» Given passage
[Start of section]

Airbnb vs long-term rental: which is more profitable in 2026?
Five years ago, Airbnb was the obvious winner for rental income. In 2026, the calculation is far more nuanced. New regulations, rising operating costs, and market saturation have changed the equation. Let's run the real numbers.
The Airbnb income illusion
A property that rents for €80/night on Airbnb sounds amazing - that's €2,400/month if fully booked. But full occupancy is a myth. Average Airbnb occupancy in major European cities runs 55-75%. At 65%, your €80/night property generates €1,560/month in gross revenue. The same property might fetch €1,100/month as a long-term rental. The gap is smaller than it appears.
Operating costs: where short-term gets expensive
Cleaning: €40-80 per turnover, 8-12 turnovers per month = €320-960/month. Platform commissions: Airbnb charges 3% host fee (or 14-16% if you use their full service). Utilities: All included, adding €100-200/month. Laundry: €30-60/month for linens and towels. Supplies: Toiletries, coffee, consumables €50-100/month. Management time: Guest communication, check-ins, reviews - 15-20 hours/month (or 20-25% to a manager). Wear and tear: 3-5x faster than long-term tenants.
Total monthly expenses for short-term: €700-1,500. For long-term: €100-200 (just management fee). Net income is often surprisingly similar.
The regulation factor
This is the game-changer. Lisbon now requires Alojamento Local licenses, limits new licenses in central areas, and charges tourism taxes. Barcelona fines unlicensed short-term rentals up to €600,000. Amsterdam limits rentals to 30 nights/year. Paris requires registration and limits to 120 nights for primary residences. These regulations are only getting stricter - and non-compliance risk is real.

[End of section]

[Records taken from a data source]
[Start of section]

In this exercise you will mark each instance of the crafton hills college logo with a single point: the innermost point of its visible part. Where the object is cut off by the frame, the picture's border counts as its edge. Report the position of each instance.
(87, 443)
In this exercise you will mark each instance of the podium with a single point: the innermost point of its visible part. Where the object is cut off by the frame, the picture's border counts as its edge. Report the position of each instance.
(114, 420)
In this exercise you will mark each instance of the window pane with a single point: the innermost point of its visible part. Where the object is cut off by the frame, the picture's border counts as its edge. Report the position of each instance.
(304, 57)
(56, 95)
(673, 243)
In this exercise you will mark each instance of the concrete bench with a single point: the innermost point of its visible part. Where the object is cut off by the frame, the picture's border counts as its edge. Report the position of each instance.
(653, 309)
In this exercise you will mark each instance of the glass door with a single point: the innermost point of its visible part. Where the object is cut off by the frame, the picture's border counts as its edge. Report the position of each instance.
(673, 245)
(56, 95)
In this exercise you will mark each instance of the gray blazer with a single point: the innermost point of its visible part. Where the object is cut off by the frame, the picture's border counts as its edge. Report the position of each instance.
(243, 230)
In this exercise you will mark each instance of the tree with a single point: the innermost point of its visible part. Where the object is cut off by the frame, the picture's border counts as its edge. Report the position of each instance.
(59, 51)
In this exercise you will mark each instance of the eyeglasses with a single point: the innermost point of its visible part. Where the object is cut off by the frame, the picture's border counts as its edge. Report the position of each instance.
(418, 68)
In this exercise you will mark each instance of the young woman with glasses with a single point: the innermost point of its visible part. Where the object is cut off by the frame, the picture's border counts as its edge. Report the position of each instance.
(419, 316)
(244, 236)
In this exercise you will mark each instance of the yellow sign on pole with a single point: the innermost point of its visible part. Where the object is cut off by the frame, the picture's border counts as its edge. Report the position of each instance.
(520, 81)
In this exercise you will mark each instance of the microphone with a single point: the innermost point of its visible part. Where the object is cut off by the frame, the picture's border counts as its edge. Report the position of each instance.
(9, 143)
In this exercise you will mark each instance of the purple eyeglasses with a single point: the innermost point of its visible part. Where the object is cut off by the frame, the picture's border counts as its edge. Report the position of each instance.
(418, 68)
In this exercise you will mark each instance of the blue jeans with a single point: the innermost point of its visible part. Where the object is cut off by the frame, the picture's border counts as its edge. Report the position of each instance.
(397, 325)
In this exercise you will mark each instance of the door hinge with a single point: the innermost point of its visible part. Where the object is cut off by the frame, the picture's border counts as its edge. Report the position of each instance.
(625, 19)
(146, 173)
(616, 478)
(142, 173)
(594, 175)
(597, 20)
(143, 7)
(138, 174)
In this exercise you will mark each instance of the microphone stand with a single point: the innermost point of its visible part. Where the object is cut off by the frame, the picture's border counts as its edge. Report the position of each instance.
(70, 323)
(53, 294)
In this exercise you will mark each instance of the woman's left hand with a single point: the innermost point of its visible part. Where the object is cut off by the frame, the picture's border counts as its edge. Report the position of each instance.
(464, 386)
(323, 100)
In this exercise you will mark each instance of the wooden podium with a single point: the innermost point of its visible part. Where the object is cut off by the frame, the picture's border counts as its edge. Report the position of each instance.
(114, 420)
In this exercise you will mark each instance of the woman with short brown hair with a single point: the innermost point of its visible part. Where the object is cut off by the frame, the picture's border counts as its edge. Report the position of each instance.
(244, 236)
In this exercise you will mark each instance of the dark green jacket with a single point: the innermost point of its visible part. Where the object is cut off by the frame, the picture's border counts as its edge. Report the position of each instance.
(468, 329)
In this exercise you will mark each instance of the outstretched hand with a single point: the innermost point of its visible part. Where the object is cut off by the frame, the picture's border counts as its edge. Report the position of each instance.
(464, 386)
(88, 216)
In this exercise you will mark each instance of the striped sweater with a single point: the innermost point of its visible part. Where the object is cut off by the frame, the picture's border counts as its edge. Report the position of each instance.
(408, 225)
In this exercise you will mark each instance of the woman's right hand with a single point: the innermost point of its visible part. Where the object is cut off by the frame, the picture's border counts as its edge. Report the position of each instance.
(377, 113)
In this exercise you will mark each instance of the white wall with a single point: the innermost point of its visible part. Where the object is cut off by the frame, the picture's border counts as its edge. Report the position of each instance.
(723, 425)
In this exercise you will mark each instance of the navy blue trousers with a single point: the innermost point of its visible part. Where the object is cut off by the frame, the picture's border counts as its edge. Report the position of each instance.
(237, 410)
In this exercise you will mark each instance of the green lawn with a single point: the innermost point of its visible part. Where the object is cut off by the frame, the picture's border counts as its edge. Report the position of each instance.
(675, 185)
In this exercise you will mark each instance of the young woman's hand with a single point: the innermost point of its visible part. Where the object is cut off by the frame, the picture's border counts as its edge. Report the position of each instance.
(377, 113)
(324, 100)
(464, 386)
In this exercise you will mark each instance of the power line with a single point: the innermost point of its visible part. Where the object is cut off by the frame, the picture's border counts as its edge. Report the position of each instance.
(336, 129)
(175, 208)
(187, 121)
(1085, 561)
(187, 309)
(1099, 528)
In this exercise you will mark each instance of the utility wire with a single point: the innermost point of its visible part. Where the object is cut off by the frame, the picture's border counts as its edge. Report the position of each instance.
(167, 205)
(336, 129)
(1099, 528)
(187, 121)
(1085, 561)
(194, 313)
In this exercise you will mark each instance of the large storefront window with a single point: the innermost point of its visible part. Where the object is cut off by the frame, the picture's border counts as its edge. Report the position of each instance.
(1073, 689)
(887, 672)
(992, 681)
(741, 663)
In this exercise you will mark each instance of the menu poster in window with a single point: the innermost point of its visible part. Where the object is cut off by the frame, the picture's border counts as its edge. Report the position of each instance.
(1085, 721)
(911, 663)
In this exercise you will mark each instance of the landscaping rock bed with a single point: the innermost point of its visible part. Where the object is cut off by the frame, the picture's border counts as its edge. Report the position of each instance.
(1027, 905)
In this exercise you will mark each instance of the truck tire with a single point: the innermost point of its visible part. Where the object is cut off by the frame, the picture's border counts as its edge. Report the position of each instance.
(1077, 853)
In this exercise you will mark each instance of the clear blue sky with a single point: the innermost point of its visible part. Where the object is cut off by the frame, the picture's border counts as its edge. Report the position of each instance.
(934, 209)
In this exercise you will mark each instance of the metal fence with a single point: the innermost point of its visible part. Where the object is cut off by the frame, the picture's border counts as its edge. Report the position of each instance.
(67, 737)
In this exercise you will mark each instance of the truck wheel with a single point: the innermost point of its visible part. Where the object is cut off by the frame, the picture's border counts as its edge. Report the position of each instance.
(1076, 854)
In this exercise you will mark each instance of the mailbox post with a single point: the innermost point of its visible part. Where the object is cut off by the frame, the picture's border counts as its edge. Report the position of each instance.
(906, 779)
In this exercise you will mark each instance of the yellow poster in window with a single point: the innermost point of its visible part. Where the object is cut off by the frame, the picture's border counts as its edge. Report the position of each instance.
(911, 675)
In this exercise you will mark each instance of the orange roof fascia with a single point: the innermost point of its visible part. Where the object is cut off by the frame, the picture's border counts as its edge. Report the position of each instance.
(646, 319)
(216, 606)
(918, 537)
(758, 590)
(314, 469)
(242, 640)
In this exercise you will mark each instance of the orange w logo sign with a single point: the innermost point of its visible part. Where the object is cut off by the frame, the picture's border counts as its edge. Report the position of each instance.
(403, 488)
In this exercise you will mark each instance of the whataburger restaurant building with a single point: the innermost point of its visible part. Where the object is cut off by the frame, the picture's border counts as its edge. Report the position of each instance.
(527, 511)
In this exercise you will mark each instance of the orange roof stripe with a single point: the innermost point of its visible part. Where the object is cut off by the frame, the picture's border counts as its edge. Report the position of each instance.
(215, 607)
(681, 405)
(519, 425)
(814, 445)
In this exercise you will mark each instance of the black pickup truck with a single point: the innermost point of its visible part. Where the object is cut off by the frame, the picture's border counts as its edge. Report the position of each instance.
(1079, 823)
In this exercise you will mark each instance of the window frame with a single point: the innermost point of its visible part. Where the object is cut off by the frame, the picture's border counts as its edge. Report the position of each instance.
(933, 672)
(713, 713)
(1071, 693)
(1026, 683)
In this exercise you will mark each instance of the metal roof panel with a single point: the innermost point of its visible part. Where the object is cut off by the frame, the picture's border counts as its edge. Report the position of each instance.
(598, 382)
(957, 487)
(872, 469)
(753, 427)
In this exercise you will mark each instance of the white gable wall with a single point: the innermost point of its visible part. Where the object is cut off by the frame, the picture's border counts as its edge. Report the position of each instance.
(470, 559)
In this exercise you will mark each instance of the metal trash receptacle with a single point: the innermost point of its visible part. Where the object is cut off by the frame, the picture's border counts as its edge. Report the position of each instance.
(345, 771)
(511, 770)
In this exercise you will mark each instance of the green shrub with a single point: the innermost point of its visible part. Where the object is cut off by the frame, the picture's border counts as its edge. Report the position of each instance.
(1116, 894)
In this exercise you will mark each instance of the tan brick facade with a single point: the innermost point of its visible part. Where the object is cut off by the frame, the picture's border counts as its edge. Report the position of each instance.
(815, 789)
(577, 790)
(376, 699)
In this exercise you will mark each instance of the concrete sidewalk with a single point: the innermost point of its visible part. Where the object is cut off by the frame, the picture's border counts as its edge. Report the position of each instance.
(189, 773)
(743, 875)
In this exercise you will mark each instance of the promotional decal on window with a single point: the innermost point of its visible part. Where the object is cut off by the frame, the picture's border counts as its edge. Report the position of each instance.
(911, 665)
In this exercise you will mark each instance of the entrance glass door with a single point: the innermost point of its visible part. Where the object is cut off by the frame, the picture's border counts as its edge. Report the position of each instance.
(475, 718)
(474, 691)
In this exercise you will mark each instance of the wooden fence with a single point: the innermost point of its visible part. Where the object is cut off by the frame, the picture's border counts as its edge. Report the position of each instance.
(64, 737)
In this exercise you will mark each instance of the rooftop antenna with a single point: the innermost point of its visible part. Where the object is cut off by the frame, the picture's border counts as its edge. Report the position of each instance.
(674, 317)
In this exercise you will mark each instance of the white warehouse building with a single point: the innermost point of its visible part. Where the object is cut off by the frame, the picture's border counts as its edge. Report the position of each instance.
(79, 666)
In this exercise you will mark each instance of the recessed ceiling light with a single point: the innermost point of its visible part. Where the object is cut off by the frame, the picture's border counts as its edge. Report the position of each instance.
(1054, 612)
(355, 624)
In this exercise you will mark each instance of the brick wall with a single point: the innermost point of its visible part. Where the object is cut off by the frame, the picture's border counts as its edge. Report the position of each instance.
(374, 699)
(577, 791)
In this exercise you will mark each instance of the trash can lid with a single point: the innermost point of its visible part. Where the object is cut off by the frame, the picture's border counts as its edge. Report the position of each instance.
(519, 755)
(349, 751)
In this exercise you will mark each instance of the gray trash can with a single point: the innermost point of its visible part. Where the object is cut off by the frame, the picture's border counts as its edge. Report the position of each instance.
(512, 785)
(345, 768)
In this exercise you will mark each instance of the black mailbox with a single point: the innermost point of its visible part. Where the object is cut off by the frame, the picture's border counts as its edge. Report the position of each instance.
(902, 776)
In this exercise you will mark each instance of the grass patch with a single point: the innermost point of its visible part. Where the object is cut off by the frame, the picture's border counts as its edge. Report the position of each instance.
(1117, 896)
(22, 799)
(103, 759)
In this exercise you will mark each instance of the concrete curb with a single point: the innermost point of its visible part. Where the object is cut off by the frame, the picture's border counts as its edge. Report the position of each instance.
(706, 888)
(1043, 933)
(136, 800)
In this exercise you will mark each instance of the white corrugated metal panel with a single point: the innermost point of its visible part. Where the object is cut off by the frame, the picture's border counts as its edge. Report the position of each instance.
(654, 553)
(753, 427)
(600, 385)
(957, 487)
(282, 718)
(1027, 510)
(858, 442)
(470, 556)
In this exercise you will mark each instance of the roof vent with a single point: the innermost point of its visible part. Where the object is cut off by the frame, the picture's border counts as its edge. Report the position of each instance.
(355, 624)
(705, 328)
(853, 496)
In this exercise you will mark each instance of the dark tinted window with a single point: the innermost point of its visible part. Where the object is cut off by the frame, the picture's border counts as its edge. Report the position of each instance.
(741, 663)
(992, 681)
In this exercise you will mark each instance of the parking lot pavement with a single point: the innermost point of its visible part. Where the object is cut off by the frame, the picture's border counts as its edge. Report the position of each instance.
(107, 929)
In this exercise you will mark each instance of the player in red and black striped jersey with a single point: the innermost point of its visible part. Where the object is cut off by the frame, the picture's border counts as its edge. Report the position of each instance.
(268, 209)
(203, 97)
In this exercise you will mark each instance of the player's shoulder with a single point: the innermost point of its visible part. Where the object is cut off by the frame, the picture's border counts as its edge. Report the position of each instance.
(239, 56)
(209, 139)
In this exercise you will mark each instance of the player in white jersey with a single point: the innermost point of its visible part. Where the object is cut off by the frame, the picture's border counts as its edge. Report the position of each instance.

[End of section]

» Directions
A – According to the Airbnb rental article, how many nights per year does Amsterdam allow for rentals?
B – In the Airbnb rental article, shorten the paragraph beginning "A property that rents for €80/night" while keeping its main facts.
C – Continue the article on Airbnb versus long-term rentals from its last sentence.
The listing has no connection to the article on Airbnb and long-term rentals.

» Expected results
A – 30 nights per year.

B – An €80/night Airbnb would earn €2,400/month if fully booked, but full occupancy doesn't happen. In major European cities, occupancy runs 55-75%. At 65%, the property brings in €1,560/month gross, compared with about €1,100/month as a long-term rental, so the gap is smaller than it looks.

C –
When Airbnb still wins
Short-term rentals remain more profitable when: you're in a prime tourist location with consistent demand, your property has unique character (historic, design-forward), you can achieve 75%+ occupancy year-round, you already have a cleaning and management system in place, and local regulations are favorable. This typically applies to 15-20% of properties.
When long-term wins
Long-term rentals win when: you value predictable, passive income, your property is in a residential (not tourist) area, you don't want the operational overhead, regulations restrict short-term rentals, or you're managing multiple properties and can't give each one Airbnb-level attention. For most landlords with 3+ units, long-term is the more scalable and sustainable model.
The mid-term sweet spot
The emerging winner? Mid-term rentals (1-12 months). Corporate relocations, digital nomads, international students, and medical stays offer: higher rates than long-term (20-40% premium), lower operating costs than Airbnb, fewer regulatory restrictions, and more predictable occupancy. Platforms like HousingAnywhere and Spotahome cater to this growing segment. Property management software that supports multi-channel distribution is key to capturing this market.